■ Task to complete ■
Return the records in full, exactly as given.

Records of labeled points
----
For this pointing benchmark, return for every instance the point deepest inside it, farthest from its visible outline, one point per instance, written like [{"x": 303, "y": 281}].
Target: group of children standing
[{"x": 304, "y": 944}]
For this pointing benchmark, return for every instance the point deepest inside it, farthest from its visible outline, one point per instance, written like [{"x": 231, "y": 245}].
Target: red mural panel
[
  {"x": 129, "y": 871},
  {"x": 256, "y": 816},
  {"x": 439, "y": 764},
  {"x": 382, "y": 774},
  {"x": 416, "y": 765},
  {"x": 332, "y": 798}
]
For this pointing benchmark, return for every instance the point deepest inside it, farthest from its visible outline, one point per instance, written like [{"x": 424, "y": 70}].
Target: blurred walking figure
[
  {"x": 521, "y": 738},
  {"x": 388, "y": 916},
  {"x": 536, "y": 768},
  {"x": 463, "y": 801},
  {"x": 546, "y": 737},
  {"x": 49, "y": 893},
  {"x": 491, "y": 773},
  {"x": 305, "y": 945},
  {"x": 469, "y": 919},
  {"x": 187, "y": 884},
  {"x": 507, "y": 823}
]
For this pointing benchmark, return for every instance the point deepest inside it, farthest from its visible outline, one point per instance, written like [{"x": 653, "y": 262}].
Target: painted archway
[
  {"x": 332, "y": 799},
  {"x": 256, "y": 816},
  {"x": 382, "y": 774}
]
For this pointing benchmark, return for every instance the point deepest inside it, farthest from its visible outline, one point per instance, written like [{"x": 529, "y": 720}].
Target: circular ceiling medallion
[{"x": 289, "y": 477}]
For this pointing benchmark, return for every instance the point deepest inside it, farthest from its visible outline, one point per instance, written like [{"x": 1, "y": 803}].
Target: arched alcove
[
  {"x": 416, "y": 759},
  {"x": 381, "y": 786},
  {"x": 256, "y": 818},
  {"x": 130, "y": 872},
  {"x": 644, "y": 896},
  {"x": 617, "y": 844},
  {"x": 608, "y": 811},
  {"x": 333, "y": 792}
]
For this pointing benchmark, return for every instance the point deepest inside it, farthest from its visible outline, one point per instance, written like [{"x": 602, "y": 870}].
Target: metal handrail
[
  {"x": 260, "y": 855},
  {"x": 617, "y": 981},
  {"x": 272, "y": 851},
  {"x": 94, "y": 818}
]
----
■ Result of the task ■
For this pointing benchmark, return for every instance the point deepest inside it, farthest from its visible outline, one point per instance, written like [{"x": 303, "y": 281}].
Target: group of children standing
[{"x": 304, "y": 944}]
For this pointing benchmark, return for every instance the point deepest inside it, farthest from its visible outline, one point per instance, written like [{"x": 231, "y": 245}].
Target: red mural panel
[
  {"x": 129, "y": 871},
  {"x": 256, "y": 816},
  {"x": 439, "y": 764},
  {"x": 382, "y": 774},
  {"x": 416, "y": 765},
  {"x": 332, "y": 798}
]
For this pointing benchmark, return for every instance the point deepest inside it, farthest from its visible outline, one point per instance, written like [{"x": 424, "y": 70}].
Target: blurred walking figure
[
  {"x": 521, "y": 738},
  {"x": 388, "y": 916},
  {"x": 536, "y": 768},
  {"x": 463, "y": 801},
  {"x": 546, "y": 737},
  {"x": 49, "y": 893},
  {"x": 491, "y": 773},
  {"x": 305, "y": 945},
  {"x": 469, "y": 919},
  {"x": 187, "y": 884},
  {"x": 507, "y": 823}
]
For this pointing benchmark, return for every instance the point deepest inside it, farthest from its visible outline, one point per instance, written like [{"x": 653, "y": 262}].
Target: painted archway
[
  {"x": 332, "y": 799},
  {"x": 256, "y": 816},
  {"x": 382, "y": 774}
]
For this pointing benchmark, return for every instance the point deepest inside it, farthest from its visible outline, one point per instance, written like [{"x": 529, "y": 720}].
Target: circular ceiling medallion
[{"x": 289, "y": 477}]
For this pointing benchmark, return for every instance the point deepest inside it, farthest from its visible outline, one point per instance, written like [{"x": 1, "y": 803}].
Target: arched alcove
[
  {"x": 416, "y": 759},
  {"x": 381, "y": 786},
  {"x": 256, "y": 818},
  {"x": 130, "y": 872},
  {"x": 644, "y": 896},
  {"x": 617, "y": 844},
  {"x": 608, "y": 811},
  {"x": 333, "y": 792}
]
For this pointing benchmark, return for every instance the point deepest inside it, farthest from its visible outline, one point per instance, written like [{"x": 602, "y": 870}].
Target: metal handrail
[
  {"x": 260, "y": 855},
  {"x": 617, "y": 981},
  {"x": 272, "y": 851},
  {"x": 94, "y": 818}
]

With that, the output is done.